— begin —

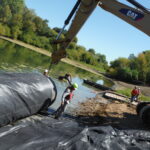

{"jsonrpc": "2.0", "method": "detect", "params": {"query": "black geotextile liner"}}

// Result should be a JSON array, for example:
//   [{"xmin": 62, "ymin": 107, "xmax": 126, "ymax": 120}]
[
  {"xmin": 0, "ymin": 115, "xmax": 150, "ymax": 150},
  {"xmin": 0, "ymin": 73, "xmax": 56, "ymax": 126}
]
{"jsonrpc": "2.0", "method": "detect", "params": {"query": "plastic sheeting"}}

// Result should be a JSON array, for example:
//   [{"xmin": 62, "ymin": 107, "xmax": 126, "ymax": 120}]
[
  {"xmin": 0, "ymin": 113, "xmax": 150, "ymax": 150},
  {"xmin": 0, "ymin": 73, "xmax": 57, "ymax": 126}
]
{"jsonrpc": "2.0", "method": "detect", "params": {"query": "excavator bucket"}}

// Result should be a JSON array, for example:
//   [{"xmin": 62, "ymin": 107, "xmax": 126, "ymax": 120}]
[{"xmin": 51, "ymin": 0, "xmax": 99, "ymax": 64}]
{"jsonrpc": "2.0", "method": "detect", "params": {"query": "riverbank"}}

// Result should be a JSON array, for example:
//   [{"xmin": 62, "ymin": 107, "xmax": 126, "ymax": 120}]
[
  {"xmin": 75, "ymin": 92, "xmax": 148, "ymax": 130},
  {"xmin": 0, "ymin": 36, "xmax": 150, "ymax": 96}
]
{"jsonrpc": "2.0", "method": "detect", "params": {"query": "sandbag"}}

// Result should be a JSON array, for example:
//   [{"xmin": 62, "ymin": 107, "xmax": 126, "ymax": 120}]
[{"xmin": 0, "ymin": 73, "xmax": 57, "ymax": 126}]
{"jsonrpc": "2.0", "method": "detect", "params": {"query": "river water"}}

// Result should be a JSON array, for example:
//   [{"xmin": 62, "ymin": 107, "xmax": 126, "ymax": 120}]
[{"xmin": 0, "ymin": 40, "xmax": 112, "ymax": 111}]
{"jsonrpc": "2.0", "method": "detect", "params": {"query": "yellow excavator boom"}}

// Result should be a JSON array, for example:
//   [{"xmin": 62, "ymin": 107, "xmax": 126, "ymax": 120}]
[{"xmin": 51, "ymin": 0, "xmax": 150, "ymax": 64}]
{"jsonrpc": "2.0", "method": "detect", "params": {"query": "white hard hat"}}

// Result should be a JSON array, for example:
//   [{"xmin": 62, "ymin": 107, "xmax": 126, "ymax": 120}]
[{"xmin": 44, "ymin": 69, "xmax": 48, "ymax": 72}]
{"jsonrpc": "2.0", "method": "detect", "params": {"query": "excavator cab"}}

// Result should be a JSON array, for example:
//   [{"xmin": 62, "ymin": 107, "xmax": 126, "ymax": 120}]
[{"xmin": 51, "ymin": 0, "xmax": 150, "ymax": 64}]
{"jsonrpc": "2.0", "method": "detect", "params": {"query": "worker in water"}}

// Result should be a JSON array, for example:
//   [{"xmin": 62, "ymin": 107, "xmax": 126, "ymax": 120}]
[
  {"xmin": 43, "ymin": 69, "xmax": 48, "ymax": 77},
  {"xmin": 131, "ymin": 86, "xmax": 140, "ymax": 102},
  {"xmin": 58, "ymin": 73, "xmax": 72, "ymax": 85},
  {"xmin": 55, "ymin": 83, "xmax": 78, "ymax": 119}
]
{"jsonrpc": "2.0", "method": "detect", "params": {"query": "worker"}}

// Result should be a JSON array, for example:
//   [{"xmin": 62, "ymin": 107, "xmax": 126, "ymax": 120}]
[
  {"xmin": 58, "ymin": 73, "xmax": 72, "ymax": 85},
  {"xmin": 43, "ymin": 69, "xmax": 48, "ymax": 77},
  {"xmin": 55, "ymin": 83, "xmax": 78, "ymax": 119},
  {"xmin": 131, "ymin": 86, "xmax": 140, "ymax": 102}
]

— end —

■ Description of the task ■
Reproduce the data word for word, excluding its pictures.

■ Written answer ■
{"jsonrpc": "2.0", "method": "detect", "params": {"query": "black geotextile liner"}}

// Result should be a JSON array, for example:
//   [{"xmin": 62, "ymin": 107, "xmax": 126, "ymax": 120}]
[
  {"xmin": 0, "ymin": 115, "xmax": 150, "ymax": 150},
  {"xmin": 0, "ymin": 73, "xmax": 56, "ymax": 126}
]
{"jsonrpc": "2.0", "method": "detect", "params": {"query": "plastic sheeting"}}

// Result should be a JSON array, for example:
//   [{"xmin": 62, "ymin": 107, "xmax": 126, "ymax": 120}]
[
  {"xmin": 0, "ymin": 113, "xmax": 150, "ymax": 150},
  {"xmin": 0, "ymin": 73, "xmax": 57, "ymax": 126}
]
{"jsonrpc": "2.0", "method": "detect", "params": {"query": "excavator bucket"}}

// Result should be a JSON array, for example:
//   [{"xmin": 62, "ymin": 107, "xmax": 126, "ymax": 120}]
[{"xmin": 51, "ymin": 0, "xmax": 99, "ymax": 64}]
{"jsonrpc": "2.0", "method": "detect", "params": {"query": "riverbank"}}

// Result should be a JSON array, for example:
//   [{"xmin": 62, "ymin": 107, "xmax": 126, "ymax": 120}]
[
  {"xmin": 75, "ymin": 92, "xmax": 148, "ymax": 130},
  {"xmin": 0, "ymin": 36, "xmax": 150, "ymax": 96}
]
{"jsonrpc": "2.0", "method": "detect", "params": {"query": "sandbag"}}

// Result should be a JSON array, for example:
//   [{"xmin": 62, "ymin": 107, "xmax": 126, "ymax": 120}]
[{"xmin": 0, "ymin": 73, "xmax": 57, "ymax": 126}]
{"jsonrpc": "2.0", "method": "detect", "params": {"query": "river water"}}

// Result should be a JSON array, for example:
//   [{"xmin": 62, "ymin": 107, "xmax": 126, "ymax": 120}]
[{"xmin": 0, "ymin": 40, "xmax": 112, "ymax": 111}]
{"jsonrpc": "2.0", "method": "detect", "params": {"query": "yellow excavator boom"}}

// Result should be a JSON array, for example:
//   [{"xmin": 62, "ymin": 107, "xmax": 126, "ymax": 120}]
[{"xmin": 51, "ymin": 0, "xmax": 150, "ymax": 64}]
{"jsonrpc": "2.0", "method": "detect", "params": {"query": "white hard hat"}}

// Result should be a JSON array, for example:
//   [{"xmin": 62, "ymin": 107, "xmax": 126, "ymax": 120}]
[{"xmin": 44, "ymin": 69, "xmax": 48, "ymax": 72}]
{"jsonrpc": "2.0", "method": "detect", "params": {"query": "excavator cab"}}

// Result should be a JSON array, for example:
//   [{"xmin": 62, "ymin": 107, "xmax": 126, "ymax": 120}]
[{"xmin": 51, "ymin": 0, "xmax": 150, "ymax": 64}]
{"jsonrpc": "2.0", "method": "detect", "params": {"query": "worker in water"}}

// Result should be a JSON array, for example:
//   [{"xmin": 62, "ymin": 107, "xmax": 126, "ymax": 120}]
[
  {"xmin": 43, "ymin": 69, "xmax": 48, "ymax": 77},
  {"xmin": 131, "ymin": 86, "xmax": 140, "ymax": 102},
  {"xmin": 58, "ymin": 73, "xmax": 72, "ymax": 85},
  {"xmin": 55, "ymin": 83, "xmax": 78, "ymax": 119}
]
{"jsonrpc": "2.0", "method": "detect", "params": {"query": "worker"}}

// Result should be a JSON array, for example:
//   [{"xmin": 62, "ymin": 107, "xmax": 126, "ymax": 120}]
[
  {"xmin": 58, "ymin": 73, "xmax": 72, "ymax": 85},
  {"xmin": 43, "ymin": 69, "xmax": 48, "ymax": 77},
  {"xmin": 55, "ymin": 83, "xmax": 78, "ymax": 119},
  {"xmin": 131, "ymin": 86, "xmax": 140, "ymax": 102}
]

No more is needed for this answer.